▶ [WRITTEN REQUEST 1]
In the thread on handling U.S. and Mexican finances, what rate did Bancomer quote for a bank-to-bank transfer?
▶ [WRITTEN REQUEST 2]
How would you render this sentence from the thread on handling U.S. and Mexican finances in Spanish: "I know HSBC has branches in both the U.S. and Mexico."
▶ [WRITTEN REQUEST 3]
Reproduce everything in the finances thread from "If anyone currently" down to "not an issue.".

>> Start SUPPLIED PASSAGE

# Handling U.S. & Mexican Finances



## jmkinsman

I need some suggestions on the cheapest and easiest way to handle finances while I am living in Mexico. 

• I am going to be earning U.S. dollars that I will be depositing into my U.S. bank account (like what I do now while living in the U.S.)

• I am going to be earning pesos in Mexico that will be deposited into a Mexican bank account.

• I will be leaving some money in my U.S. accounts to take care of bills that I will be paying in dollars.

• I will need to transfer the rest of the money to my Mexican bank account for my use there.


*Here are the things I am trying to take into consideration:*

1) What is the cheapest way to transfer/convert my dollars to pesos? I need to figure out rates for the following: Bank to bank transfers? _(Bancomer told me it is a flat rate of $35 per transfer regardless of amount transferred.)_ Wire transfers with a company like Western Union? Transfer between accounts via paypal? Convert as much as possible at a bank here prior and bring it along as cash??

2) What bank is best to use? Someone recommended bancomer as the only bank that will allow bank accounts to tourists without fm3s, but I don't know if this is accurate. I know HSBC has branches in both the U.S. and Mexico.

3) If I can have both a Mexican and U.S. bank account with HSBC, can I just transfer money between accounts?

4) If I want to have a credit card in case of emergencies, should I just use a U.S. credit card and deal with the international charges or should I/can I get a credit card in Mexico to use there??


If anyone currently has a situation like this and has any feedback I'd greatly appreciate it!!!! I have set up my entire move except for that part of it and I'm getting a little overwhelmed with all of the scenarios and which is best. Thanks so much!!


----------



## sparks

If you are earning pesos then you'll have to have an FM3 with working permission ... so a bank account here is not an issue.

The other question is how much will you need here? Just a thousand or two to live on or are you buying/building a house. 

I never use a credit card here tho you can get one at a local bank with a minimum balance or $4000mx +/-. Everyone uses cash unless you are poor


----------



## joaquinx

jmkinsman said:


> *Here are the things I am trying to take into consideration:*
> 
> 1) What is the cheapest way to transfer/convert my dollars to pesos? I need to figure out rates for the following: Bank to bank transfers? _(Bancomer told me it is a flat rate of $35 per transfer regardless of amount transferred.)_ Wire transfers with a company like Western Union? Transfer between accounts via paypal? Convert as much as possible at a bank here prior and bring it along as cash??
> 
> 2) What bank is best to use? Someone recommended bancomer as the only bank that will allow bank accounts to tourists without fm3s, but I don't know if this is accurate. I know HSBC has branches in both the U.S. and Mexico.
> 
> 3) If I can have both a Mexican and U.S. bank account with HSBC, can I just transfer money between accounts?

>> End SUPPLIED PASSAGE
>> Start DATASET CONTENT

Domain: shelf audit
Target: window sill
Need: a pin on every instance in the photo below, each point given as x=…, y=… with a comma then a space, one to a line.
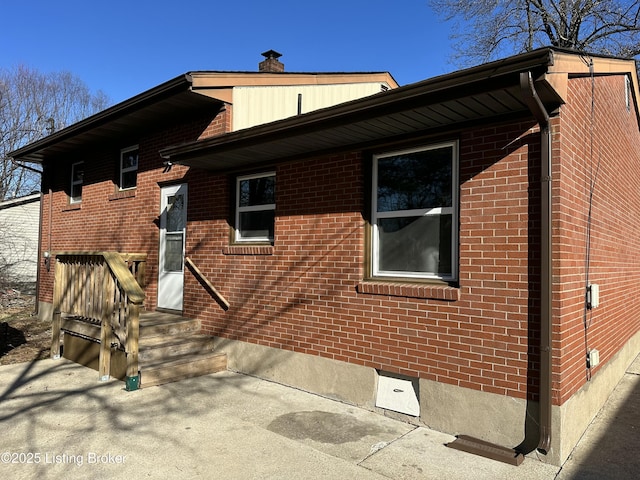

>> End DATASET CONTENT

▶ [WORKED SOLUTION 1]
A flat rate of $35 per transfer, regardless of the amount transferred.

▶ [WORKED SOLUTION 2]
Sé que HSBC tiene sucursales tanto en EE. UU. como en México.

▶ [WORKED SOLUTION 3]
If anyone currently has a situation like this and has any feedback I'd greatly appreciate it!!!! I have set up my entire move except for that part of it and I'm getting a little overwhelmed with all of the scenarios and which is best. Thanks so much!!


----------



## sparks

If you are earning pesos then you'll have to have an FM3 with working permission ... so a bank account here is not an issue.